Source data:
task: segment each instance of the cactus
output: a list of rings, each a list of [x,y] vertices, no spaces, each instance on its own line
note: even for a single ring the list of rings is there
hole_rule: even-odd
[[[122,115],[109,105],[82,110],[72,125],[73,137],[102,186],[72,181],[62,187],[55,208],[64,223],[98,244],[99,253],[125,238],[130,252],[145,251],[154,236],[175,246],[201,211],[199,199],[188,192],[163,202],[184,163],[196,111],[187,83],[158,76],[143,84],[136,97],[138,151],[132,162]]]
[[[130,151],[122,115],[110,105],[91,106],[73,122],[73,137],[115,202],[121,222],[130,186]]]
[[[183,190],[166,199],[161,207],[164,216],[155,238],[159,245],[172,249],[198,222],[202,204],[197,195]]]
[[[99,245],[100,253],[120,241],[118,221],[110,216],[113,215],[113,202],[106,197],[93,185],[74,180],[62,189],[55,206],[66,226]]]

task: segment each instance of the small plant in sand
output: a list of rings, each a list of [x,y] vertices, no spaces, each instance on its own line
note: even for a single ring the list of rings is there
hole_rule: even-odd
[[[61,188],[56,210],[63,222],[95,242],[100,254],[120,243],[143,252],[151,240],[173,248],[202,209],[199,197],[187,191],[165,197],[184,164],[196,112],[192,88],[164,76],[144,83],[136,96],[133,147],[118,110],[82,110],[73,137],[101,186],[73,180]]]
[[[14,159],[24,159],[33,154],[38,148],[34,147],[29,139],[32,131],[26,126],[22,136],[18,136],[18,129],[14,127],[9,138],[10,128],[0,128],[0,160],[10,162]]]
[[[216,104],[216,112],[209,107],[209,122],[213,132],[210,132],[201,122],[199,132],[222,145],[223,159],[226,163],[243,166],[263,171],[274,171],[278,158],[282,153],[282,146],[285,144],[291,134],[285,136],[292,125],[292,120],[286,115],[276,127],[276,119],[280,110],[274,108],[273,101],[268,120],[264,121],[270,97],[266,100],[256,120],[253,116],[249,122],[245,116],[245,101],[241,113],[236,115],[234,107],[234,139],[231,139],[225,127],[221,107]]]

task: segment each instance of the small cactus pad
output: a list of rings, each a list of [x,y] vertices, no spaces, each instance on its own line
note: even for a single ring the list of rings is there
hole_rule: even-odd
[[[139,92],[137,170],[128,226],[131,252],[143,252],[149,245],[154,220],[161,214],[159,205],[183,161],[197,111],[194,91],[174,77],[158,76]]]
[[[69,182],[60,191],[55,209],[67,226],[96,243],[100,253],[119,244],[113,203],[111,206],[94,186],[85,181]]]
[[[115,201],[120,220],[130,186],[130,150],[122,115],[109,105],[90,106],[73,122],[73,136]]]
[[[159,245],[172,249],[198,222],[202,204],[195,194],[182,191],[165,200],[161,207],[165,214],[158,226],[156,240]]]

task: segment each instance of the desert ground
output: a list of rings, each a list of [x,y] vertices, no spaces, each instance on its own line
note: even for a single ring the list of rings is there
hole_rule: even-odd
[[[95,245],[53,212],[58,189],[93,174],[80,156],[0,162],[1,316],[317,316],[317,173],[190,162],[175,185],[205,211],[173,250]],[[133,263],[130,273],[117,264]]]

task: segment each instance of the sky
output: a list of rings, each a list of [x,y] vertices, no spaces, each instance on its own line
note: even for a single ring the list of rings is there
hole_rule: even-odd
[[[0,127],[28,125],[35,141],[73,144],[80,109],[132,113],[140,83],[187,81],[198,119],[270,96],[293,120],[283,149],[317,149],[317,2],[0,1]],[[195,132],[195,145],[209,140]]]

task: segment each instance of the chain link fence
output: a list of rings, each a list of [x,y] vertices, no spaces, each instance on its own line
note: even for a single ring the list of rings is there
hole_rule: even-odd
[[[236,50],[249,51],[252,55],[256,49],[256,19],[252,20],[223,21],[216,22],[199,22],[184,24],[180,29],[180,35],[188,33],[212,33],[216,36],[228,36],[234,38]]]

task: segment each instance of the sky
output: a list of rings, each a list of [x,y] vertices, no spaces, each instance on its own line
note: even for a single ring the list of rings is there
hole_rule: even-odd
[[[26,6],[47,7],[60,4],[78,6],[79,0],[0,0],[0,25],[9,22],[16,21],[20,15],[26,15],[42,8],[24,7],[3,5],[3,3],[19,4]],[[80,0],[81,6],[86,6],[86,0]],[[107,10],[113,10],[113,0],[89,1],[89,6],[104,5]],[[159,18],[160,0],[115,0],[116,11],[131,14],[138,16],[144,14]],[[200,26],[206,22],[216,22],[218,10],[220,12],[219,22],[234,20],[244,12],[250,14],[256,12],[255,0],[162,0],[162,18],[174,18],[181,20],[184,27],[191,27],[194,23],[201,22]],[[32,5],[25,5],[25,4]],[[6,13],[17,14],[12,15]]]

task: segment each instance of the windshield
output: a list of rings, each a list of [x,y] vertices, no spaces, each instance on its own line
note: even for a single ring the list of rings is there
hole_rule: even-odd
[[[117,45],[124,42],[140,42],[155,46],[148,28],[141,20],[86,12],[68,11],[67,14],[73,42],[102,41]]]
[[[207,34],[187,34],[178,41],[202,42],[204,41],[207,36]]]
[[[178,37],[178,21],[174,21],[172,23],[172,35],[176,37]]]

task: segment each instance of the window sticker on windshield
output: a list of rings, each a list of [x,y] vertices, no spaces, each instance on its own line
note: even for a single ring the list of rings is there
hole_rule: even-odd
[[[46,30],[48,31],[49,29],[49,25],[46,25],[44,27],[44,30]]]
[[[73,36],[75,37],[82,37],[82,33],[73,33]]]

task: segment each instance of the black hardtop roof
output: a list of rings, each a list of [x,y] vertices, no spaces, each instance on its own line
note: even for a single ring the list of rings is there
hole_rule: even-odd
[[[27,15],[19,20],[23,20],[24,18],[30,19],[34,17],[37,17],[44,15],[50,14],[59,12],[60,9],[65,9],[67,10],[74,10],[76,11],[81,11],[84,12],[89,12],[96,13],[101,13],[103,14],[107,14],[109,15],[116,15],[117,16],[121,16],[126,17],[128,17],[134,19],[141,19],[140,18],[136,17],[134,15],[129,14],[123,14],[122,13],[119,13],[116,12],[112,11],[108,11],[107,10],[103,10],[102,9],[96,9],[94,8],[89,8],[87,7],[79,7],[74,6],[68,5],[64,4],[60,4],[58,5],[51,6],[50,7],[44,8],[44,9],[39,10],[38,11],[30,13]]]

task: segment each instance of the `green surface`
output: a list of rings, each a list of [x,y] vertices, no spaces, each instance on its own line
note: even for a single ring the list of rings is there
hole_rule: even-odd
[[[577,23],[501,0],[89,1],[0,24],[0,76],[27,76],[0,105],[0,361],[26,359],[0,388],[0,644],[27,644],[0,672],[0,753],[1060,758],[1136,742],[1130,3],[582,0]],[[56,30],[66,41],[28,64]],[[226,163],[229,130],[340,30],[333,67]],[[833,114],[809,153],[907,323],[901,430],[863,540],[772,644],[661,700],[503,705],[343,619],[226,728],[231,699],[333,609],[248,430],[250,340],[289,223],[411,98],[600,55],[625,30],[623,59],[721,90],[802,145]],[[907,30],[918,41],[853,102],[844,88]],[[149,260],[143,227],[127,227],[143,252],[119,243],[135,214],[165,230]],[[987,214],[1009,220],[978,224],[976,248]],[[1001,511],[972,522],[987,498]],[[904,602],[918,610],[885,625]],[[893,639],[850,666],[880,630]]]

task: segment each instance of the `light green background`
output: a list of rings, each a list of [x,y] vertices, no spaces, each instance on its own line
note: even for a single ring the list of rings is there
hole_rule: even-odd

= WHAT TO WORK ON =
Each line of the material above needs to be quoted exactly, please.

= FULL SOLUTION =
task: segment each instance of the cactus
output: a list of rings, each a list of [x,y] vertices, no spaces, each instance on its own line
note: even for a single ring the list of rings is there
hole_rule: even-odd
[[[122,115],[109,105],[82,110],[72,125],[73,137],[102,186],[72,181],[62,187],[55,208],[64,223],[98,244],[99,253],[125,238],[130,252],[145,251],[154,236],[175,246],[201,211],[199,199],[188,192],[163,202],[184,163],[196,111],[187,83],[158,76],[143,84],[136,97],[138,151],[132,162]]]
[[[130,151],[122,115],[110,105],[91,106],[73,122],[73,137],[115,202],[121,222],[130,186]]]
[[[183,190],[166,199],[161,207],[164,216],[155,238],[159,245],[172,249],[198,222],[202,204],[197,195]]]
[[[99,245],[100,253],[120,241],[118,221],[110,216],[113,215],[113,202],[106,197],[93,185],[74,180],[62,189],[55,206],[66,226]]]

task: segment each instance of the small plant in sand
output: a list of rings, each a list of [x,y] vertices, no spaces, each instance on its own line
note: even for a single ring the list of rings is there
hole_rule: even-odd
[[[61,188],[56,210],[63,222],[95,242],[100,254],[120,243],[143,252],[151,240],[173,248],[202,209],[199,197],[187,191],[165,197],[184,164],[196,112],[192,88],[164,76],[144,83],[136,96],[133,147],[118,110],[82,110],[73,137],[101,186],[73,180]]]
[[[14,159],[24,159],[33,154],[38,148],[34,147],[29,139],[32,131],[26,126],[22,136],[18,136],[18,129],[14,127],[9,138],[10,128],[0,128],[0,160],[10,162]]]
[[[216,104],[216,112],[209,107],[209,122],[213,132],[210,132],[201,122],[199,132],[222,145],[223,159],[226,163],[243,166],[263,171],[274,171],[278,158],[282,153],[282,146],[285,144],[291,134],[285,136],[292,125],[292,120],[286,115],[276,127],[276,119],[280,110],[274,108],[273,101],[268,120],[264,121],[270,97],[266,100],[256,120],[253,116],[249,122],[245,116],[245,101],[241,113],[236,115],[234,107],[234,139],[231,139],[225,127],[221,107]]]

task: segment each instance of the small cactus pad
output: a list of rings, each a list of [x,y] vertices, no spaces, each instance on its own line
note: even for a single ring the list of rings is there
hole_rule: even-odd
[[[139,92],[137,170],[128,226],[131,252],[143,252],[149,245],[154,220],[161,214],[159,205],[183,161],[197,111],[194,91],[174,77],[158,76]]]
[[[69,182],[60,191],[55,209],[67,226],[96,243],[100,253],[119,244],[113,203],[111,206],[94,186],[85,181]]]
[[[115,201],[120,220],[130,186],[130,150],[122,115],[109,105],[90,106],[73,122],[73,136]]]
[[[159,245],[172,249],[198,222],[202,204],[195,194],[182,191],[165,200],[161,207],[165,214],[158,226],[156,240]]]

task: segment each instance of the desert ground
output: a list of rings, each a list of [x,y] vertices, no spaces, each instance on its own line
note: even for a single ring the list of rings is there
hole_rule: even-odd
[[[95,245],[53,212],[58,189],[93,174],[80,156],[0,162],[1,316],[317,316],[317,173],[190,162],[175,185],[205,211],[173,250]],[[133,263],[130,273],[117,264]]]

task: segment each instance of the sky
output: a list of rings, each a list of [x,y] vertices, no spaces, each instance on its own line
note: even for a single ring the list of rings is there
hole_rule: even-odd
[[[0,127],[28,125],[35,141],[73,144],[80,109],[132,113],[140,83],[187,81],[198,119],[270,96],[293,120],[283,149],[317,149],[317,2],[0,1]],[[195,132],[195,145],[209,140]]]

task: segment each instance of the chain link fence
output: a list of rings, each a list of [x,y] vertices, no spaces, each instance on its own line
note: even for a single ring the list of rings is there
hole_rule: even-odd
[[[236,50],[249,51],[252,55],[256,49],[256,19],[252,20],[223,21],[216,22],[199,22],[184,24],[180,29],[180,35],[188,33],[212,33],[216,36],[228,36],[234,38]]]

task: segment each instance of the sky
output: a list of rings, each a list of [x,y] vertices, no spaces, each instance on its own line
note: even for a single ring the list of rings is there
hole_rule: even-odd
[[[26,6],[47,7],[60,4],[78,6],[79,0],[0,0],[0,25],[9,22],[16,21],[20,15],[26,15],[42,8],[24,7],[3,5],[3,3],[19,4]],[[80,0],[81,6],[86,6],[86,0]],[[107,10],[113,10],[113,0],[89,1],[89,6],[104,5]],[[159,18],[160,0],[115,0],[116,11],[131,14],[138,16],[144,14]],[[200,26],[206,22],[216,22],[218,10],[220,12],[219,22],[234,20],[244,12],[250,14],[256,12],[255,0],[162,0],[162,18],[174,18],[181,20],[184,27],[191,27],[194,23],[201,22]],[[32,5],[25,5],[25,4]],[[6,13],[17,14],[12,15]]]

task: segment each instance of the windshield
output: a list of rings, each a list of [x,y] vertices, no spaces, each instance on its own line
note: even for a single ring the list of rings is there
hole_rule: even-odd
[[[117,45],[124,42],[140,42],[155,46],[148,28],[141,20],[86,12],[68,11],[67,14],[73,42],[102,41]]]
[[[207,34],[187,34],[178,41],[202,42],[204,41],[207,36]]]
[[[178,37],[178,21],[174,21],[172,23],[172,35],[176,37]]]

task: segment each instance of the window sticker on windshield
output: a list of rings, each a list of [x,y] vertices, no spaces, each instance on its own line
note: even for a single ring the list of rings is there
hole_rule: even-odd
[[[46,30],[48,31],[49,29],[49,25],[46,25],[44,27],[44,30]]]
[[[73,36],[75,37],[82,37],[82,33],[73,33]]]

task: segment each instance of the black hardtop roof
output: a list of rings, each a list of [x,y] vertices, no spaces, each instance on its own line
note: even for a single ring the list of rings is there
hole_rule: even-odd
[[[27,15],[19,20],[23,20],[24,18],[30,19],[34,17],[37,17],[44,15],[50,14],[59,12],[60,9],[65,9],[67,10],[74,10],[76,11],[81,11],[84,12],[89,12],[96,13],[101,13],[103,14],[107,14],[109,15],[116,15],[117,16],[121,16],[126,17],[128,17],[134,19],[141,19],[140,18],[136,17],[134,15],[129,14],[123,14],[122,13],[119,13],[116,12],[112,11],[108,11],[107,10],[103,10],[102,9],[96,9],[94,8],[89,8],[87,7],[79,7],[74,6],[68,5],[64,4],[60,4],[58,5],[51,6],[50,7],[44,8],[44,9],[39,10],[38,11],[30,13]]]

task: segment each instance of the `green surface`
output: a list of rings, each a list of [x,y] vertices, no spaces, each instance on its own line
note: even for a single ring the list of rings is there
hole_rule: even-odd
[[[577,23],[501,0],[89,1],[0,24],[0,76],[27,76],[0,105],[0,361],[26,359],[0,388],[0,644],[27,644],[0,672],[0,753],[1060,758],[1136,742],[1130,3],[582,0]],[[56,30],[66,41],[28,64]],[[226,163],[229,130],[340,30],[333,67]],[[833,114],[809,153],[907,323],[901,430],[863,540],[772,644],[661,700],[503,705],[343,619],[226,728],[231,699],[333,609],[248,430],[250,340],[289,223],[411,98],[600,55],[625,30],[623,59],[721,90],[802,145]],[[907,30],[918,41],[853,102],[844,88]],[[149,260],[143,227],[127,227],[143,252],[119,243],[135,214],[165,230]],[[987,214],[1009,220],[978,224],[976,248]],[[1001,511],[972,522],[987,498]],[[904,602],[918,610],[885,625]],[[893,639],[850,666],[880,630]]]

task: segment each instance of the `light green background`
output: a list of rings, each a list of [x,y] vertices, no spaces, each instance on its own line
note: even for a single ring the list of rings is there
hole_rule: even-odd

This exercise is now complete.